→ **Data rows**:
- - -

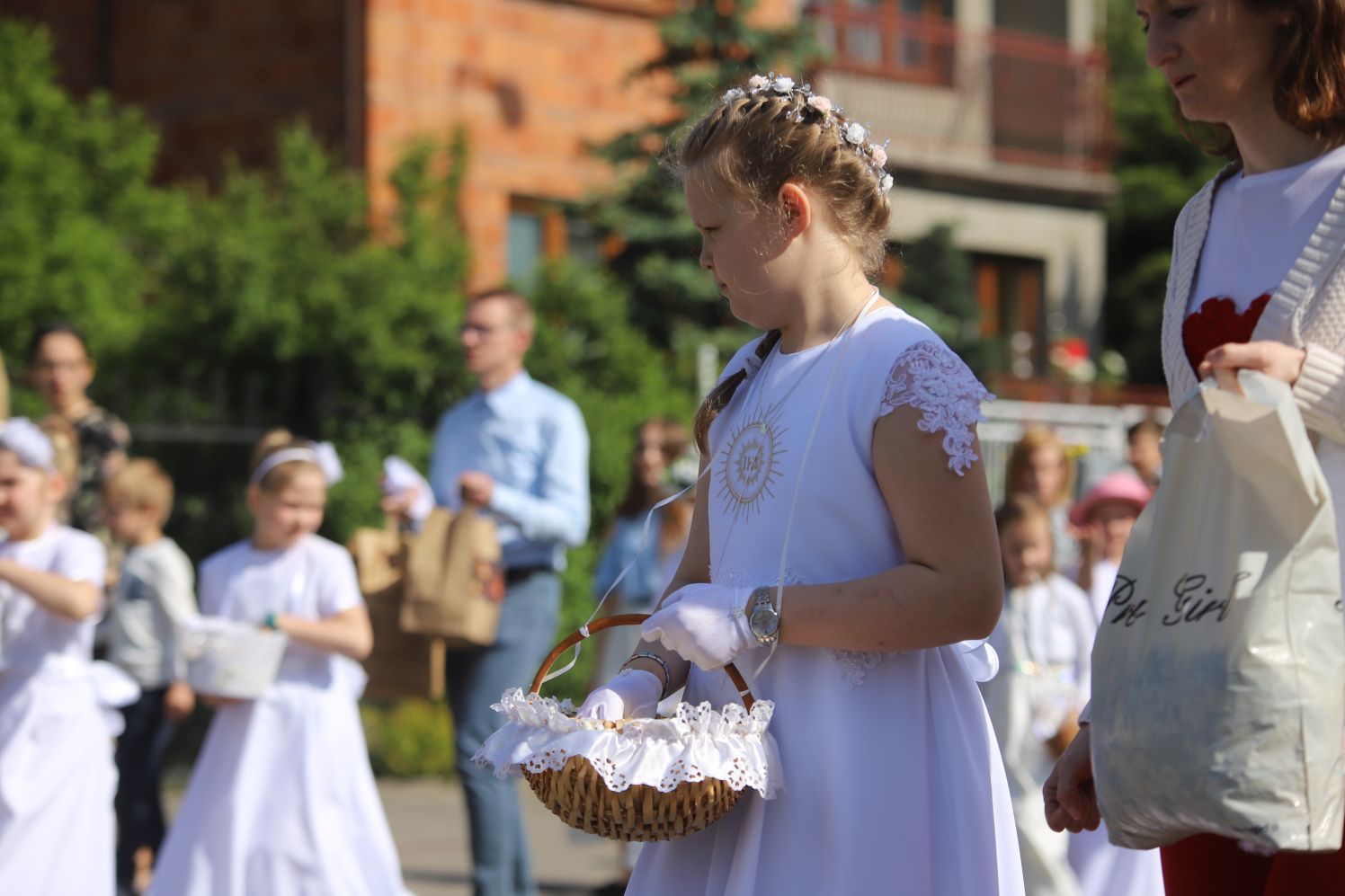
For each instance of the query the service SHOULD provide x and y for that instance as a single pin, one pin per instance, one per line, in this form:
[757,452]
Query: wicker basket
[579,795]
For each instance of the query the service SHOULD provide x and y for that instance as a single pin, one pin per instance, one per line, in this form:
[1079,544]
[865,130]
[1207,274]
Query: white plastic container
[227,658]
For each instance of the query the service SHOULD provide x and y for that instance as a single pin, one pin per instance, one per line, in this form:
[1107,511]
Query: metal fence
[1096,432]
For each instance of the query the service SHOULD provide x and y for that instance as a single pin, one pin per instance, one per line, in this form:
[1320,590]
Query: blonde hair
[1020,459]
[4,390]
[284,473]
[65,443]
[143,483]
[753,144]
[1022,509]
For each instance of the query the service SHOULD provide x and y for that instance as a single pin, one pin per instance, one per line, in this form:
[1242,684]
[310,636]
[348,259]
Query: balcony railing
[1003,97]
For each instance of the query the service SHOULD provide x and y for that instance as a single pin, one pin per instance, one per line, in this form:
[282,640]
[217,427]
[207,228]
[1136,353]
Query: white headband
[320,454]
[26,439]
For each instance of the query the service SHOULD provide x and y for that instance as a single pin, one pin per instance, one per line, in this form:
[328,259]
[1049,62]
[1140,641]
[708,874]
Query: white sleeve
[935,381]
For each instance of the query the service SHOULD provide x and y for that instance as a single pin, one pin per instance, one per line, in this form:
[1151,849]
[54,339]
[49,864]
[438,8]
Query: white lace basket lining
[699,741]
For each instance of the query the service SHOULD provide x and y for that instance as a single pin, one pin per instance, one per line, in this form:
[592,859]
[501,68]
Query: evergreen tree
[1157,170]
[708,48]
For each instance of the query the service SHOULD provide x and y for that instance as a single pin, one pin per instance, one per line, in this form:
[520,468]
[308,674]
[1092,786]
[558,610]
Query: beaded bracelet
[667,671]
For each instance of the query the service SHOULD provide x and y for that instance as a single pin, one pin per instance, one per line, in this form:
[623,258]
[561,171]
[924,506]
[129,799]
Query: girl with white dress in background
[845,440]
[1044,641]
[282,801]
[57,773]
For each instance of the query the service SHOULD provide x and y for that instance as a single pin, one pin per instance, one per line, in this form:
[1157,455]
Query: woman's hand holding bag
[632,693]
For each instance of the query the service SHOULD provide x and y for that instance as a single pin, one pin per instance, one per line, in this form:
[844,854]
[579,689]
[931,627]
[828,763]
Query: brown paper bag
[455,582]
[401,663]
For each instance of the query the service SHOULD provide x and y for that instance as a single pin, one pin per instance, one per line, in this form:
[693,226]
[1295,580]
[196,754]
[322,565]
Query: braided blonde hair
[753,141]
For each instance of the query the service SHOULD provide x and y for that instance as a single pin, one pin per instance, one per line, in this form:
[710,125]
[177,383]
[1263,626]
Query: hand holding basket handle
[632,693]
[707,625]
[613,622]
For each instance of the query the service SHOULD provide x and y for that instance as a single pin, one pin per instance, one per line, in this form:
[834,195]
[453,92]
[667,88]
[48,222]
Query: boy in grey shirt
[154,592]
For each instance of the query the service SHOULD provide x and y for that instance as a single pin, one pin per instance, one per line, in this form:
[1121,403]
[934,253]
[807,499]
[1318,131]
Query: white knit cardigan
[1307,310]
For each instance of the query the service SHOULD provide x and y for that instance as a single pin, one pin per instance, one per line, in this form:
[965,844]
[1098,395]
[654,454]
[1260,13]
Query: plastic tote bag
[1219,669]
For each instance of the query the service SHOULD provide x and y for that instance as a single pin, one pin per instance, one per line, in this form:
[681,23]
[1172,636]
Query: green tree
[78,216]
[708,48]
[1157,170]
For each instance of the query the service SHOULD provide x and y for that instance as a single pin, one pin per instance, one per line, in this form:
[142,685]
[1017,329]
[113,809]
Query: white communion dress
[57,773]
[892,776]
[282,801]
[1104,869]
[1044,641]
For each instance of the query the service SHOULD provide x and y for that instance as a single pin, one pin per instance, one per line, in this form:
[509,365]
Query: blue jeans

- - -

→ **Given exercise**:
Please filter the material down to the lines that contain the string "white". Case matters.

→ **Exercise output**:
Query: white plastic container
Query: white headband
Query: white sleeve
Query: white lace basket lining
Query: girl with white dress in background
Query: white knit cardigan
Query: white communion dress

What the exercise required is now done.